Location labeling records
[BEGIN]
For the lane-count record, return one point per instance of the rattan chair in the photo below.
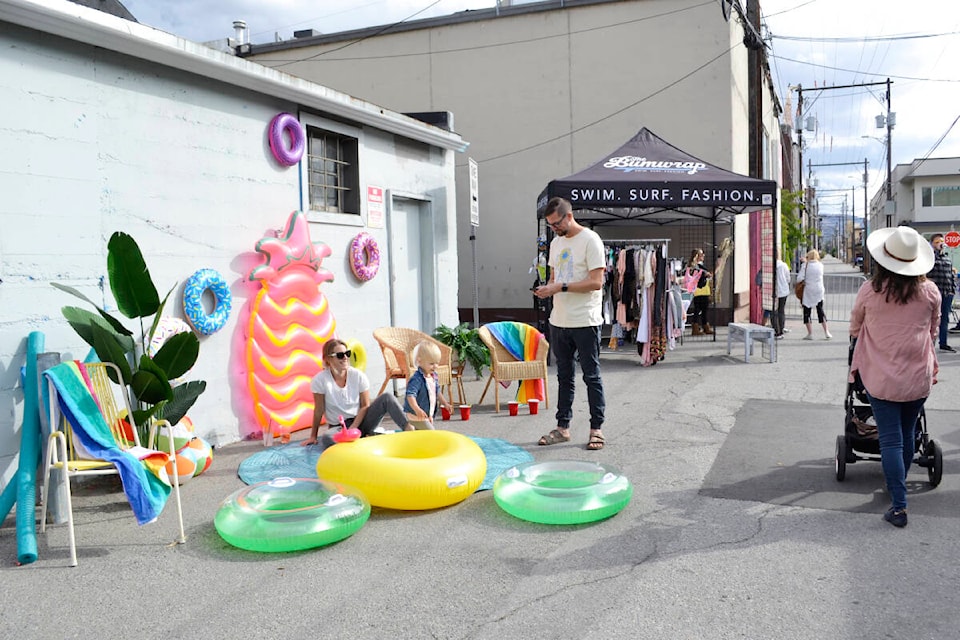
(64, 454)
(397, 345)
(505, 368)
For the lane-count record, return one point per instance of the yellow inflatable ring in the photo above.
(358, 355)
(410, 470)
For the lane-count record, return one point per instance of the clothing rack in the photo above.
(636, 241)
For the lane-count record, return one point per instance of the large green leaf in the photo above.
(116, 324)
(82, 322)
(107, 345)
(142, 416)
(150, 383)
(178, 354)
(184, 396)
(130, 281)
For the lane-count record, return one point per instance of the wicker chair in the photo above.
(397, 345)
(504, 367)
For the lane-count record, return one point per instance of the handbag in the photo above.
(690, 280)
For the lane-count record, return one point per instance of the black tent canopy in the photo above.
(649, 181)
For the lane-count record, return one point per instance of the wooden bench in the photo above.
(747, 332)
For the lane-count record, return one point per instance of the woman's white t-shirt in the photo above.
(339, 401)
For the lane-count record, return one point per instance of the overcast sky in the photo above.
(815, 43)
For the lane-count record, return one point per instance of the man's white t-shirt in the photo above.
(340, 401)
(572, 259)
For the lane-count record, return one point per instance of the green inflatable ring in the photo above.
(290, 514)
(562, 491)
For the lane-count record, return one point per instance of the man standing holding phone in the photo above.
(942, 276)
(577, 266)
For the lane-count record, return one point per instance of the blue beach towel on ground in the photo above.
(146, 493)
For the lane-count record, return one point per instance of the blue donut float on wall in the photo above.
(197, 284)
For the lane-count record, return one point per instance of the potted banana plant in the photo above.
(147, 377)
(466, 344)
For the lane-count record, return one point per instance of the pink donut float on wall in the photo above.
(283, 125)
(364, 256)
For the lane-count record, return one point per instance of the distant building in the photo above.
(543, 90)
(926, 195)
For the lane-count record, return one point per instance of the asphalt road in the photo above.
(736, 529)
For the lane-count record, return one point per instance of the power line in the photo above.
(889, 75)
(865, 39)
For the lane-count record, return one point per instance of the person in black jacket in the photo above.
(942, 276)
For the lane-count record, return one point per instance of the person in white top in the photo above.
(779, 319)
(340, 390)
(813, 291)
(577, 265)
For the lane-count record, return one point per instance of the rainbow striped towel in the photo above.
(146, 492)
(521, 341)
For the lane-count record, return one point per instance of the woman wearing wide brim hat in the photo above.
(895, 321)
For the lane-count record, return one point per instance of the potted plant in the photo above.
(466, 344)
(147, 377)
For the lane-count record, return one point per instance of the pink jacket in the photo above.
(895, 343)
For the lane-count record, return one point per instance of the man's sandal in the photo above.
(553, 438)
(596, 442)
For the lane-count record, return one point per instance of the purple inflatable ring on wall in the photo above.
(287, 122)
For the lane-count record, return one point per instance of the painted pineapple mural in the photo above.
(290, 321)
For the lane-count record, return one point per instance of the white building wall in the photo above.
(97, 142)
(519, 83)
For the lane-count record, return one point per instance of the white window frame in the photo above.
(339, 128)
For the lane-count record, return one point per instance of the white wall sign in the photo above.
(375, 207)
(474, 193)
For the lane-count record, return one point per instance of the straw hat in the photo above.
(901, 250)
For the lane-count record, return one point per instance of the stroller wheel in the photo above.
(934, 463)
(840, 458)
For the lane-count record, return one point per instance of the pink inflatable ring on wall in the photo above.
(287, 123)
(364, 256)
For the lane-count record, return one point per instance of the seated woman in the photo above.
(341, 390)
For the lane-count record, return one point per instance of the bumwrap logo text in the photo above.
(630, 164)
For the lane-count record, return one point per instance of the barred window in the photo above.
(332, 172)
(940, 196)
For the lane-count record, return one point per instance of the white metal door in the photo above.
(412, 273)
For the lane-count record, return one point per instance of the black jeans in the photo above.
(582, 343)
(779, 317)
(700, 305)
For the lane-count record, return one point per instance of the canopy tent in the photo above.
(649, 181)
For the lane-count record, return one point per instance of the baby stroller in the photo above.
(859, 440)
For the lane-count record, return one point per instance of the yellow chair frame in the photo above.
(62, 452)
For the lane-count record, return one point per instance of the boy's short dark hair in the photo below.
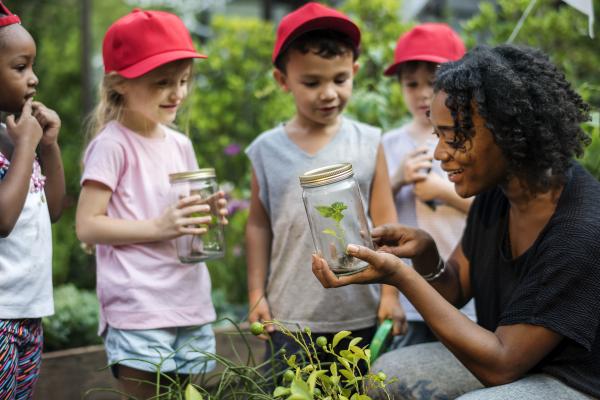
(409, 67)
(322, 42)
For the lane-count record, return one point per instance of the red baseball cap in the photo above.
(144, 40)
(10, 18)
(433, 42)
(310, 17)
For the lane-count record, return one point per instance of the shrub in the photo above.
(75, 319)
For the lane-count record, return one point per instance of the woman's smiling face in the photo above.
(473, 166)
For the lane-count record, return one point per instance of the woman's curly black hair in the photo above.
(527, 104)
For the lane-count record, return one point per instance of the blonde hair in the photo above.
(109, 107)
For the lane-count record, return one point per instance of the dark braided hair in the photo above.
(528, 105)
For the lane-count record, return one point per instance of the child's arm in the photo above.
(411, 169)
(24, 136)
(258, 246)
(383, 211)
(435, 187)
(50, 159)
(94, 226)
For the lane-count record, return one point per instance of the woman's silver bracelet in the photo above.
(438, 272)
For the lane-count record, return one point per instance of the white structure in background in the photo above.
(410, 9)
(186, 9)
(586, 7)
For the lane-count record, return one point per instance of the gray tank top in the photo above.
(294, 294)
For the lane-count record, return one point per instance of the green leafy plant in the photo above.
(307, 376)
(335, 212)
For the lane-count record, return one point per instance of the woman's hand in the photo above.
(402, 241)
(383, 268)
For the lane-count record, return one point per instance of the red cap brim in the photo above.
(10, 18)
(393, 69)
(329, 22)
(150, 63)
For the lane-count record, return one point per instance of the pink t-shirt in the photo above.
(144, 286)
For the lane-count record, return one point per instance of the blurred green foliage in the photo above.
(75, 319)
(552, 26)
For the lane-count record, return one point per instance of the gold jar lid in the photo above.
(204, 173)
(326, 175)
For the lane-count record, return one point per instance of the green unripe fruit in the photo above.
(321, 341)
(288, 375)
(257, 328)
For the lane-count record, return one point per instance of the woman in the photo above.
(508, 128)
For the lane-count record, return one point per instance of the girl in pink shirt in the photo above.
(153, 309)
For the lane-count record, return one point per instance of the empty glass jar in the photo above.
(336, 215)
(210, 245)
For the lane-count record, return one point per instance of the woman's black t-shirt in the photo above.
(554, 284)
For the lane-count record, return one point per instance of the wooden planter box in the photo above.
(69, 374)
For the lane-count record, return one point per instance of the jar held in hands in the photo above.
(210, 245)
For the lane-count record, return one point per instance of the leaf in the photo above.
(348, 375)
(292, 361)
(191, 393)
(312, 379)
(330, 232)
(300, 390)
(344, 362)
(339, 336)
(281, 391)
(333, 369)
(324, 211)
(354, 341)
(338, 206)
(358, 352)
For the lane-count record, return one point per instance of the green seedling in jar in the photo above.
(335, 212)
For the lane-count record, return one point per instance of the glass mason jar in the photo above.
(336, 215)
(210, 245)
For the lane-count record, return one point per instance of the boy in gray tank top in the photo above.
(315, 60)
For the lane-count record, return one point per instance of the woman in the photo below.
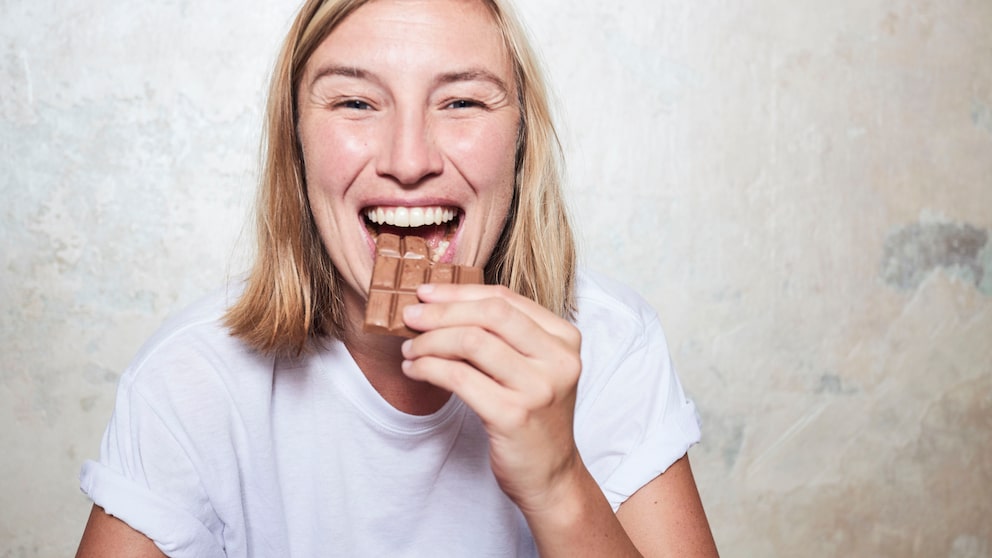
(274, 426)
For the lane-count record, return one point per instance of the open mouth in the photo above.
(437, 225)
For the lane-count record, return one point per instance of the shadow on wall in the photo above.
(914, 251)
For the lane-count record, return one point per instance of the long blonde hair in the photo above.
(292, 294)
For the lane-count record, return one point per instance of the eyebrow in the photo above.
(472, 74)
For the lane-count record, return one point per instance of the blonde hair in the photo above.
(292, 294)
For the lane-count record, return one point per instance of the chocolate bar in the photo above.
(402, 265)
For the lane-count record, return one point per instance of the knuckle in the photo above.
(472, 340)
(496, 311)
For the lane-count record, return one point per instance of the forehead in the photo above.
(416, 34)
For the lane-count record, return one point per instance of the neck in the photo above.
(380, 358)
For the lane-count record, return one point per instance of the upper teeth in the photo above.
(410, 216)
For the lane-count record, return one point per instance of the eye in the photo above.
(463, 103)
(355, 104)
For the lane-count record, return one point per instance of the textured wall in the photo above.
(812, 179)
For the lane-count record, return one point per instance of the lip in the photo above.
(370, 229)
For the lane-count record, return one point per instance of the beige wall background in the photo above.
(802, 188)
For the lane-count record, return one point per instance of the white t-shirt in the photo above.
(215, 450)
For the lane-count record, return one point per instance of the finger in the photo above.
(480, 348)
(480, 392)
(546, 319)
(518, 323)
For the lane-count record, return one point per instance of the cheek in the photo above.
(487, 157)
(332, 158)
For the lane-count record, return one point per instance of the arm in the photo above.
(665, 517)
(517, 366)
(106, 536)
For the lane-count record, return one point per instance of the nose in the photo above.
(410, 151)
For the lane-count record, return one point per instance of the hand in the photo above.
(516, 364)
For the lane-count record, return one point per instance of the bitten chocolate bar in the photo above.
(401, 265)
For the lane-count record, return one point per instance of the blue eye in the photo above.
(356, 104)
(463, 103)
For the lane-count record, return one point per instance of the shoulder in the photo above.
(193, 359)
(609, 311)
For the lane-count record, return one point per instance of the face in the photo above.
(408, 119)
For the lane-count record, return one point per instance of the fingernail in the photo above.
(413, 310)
[END]
REQUIREMENT ▸ Output the line holding "textured wall in the photo above.", then every later line through the end of the records above, exactly as given and nothing else.

EXERCISE RESULT ▸
For the lane-count record, return one point per instance of the textured wall in the photo above.
(812, 179)
For the lane-count record, return one point per instance of the lip in the photo above.
(370, 229)
For the lane-count record, return one point per instance of the beige wall background in the photo above.
(802, 188)
For the lane-count record, return one point per instance of the white t-shirt in the photo above.
(215, 450)
For the lane-count record, return one point per instance of the finger in the photo above.
(480, 348)
(480, 392)
(546, 319)
(518, 323)
For the lane-count record, return one point per instance of the cheek in the photo above.
(487, 157)
(332, 158)
For the lane-count record, return one point per instance of the arm in the photo above.
(665, 517)
(517, 366)
(106, 536)
For the lane-count record, return one point per instance of the nose in the photo above.
(410, 151)
For the lane-count record, return one point per instance of the hand in the photo above.
(516, 364)
For the lane-count record, return one point per instance of the bitten chocolate bar in the photo above.
(401, 265)
For the lane-count record, return one point per instance of the blue eye in the photo above.
(356, 104)
(463, 103)
For the lane-count record, return one point per instance of the shoulder in the photo above.
(193, 359)
(609, 311)
For the lane-count record, return one point per instance of the face in the photo above.
(408, 119)
For the lane-count record, return one point per instance of the fingernail in the photo above.
(413, 310)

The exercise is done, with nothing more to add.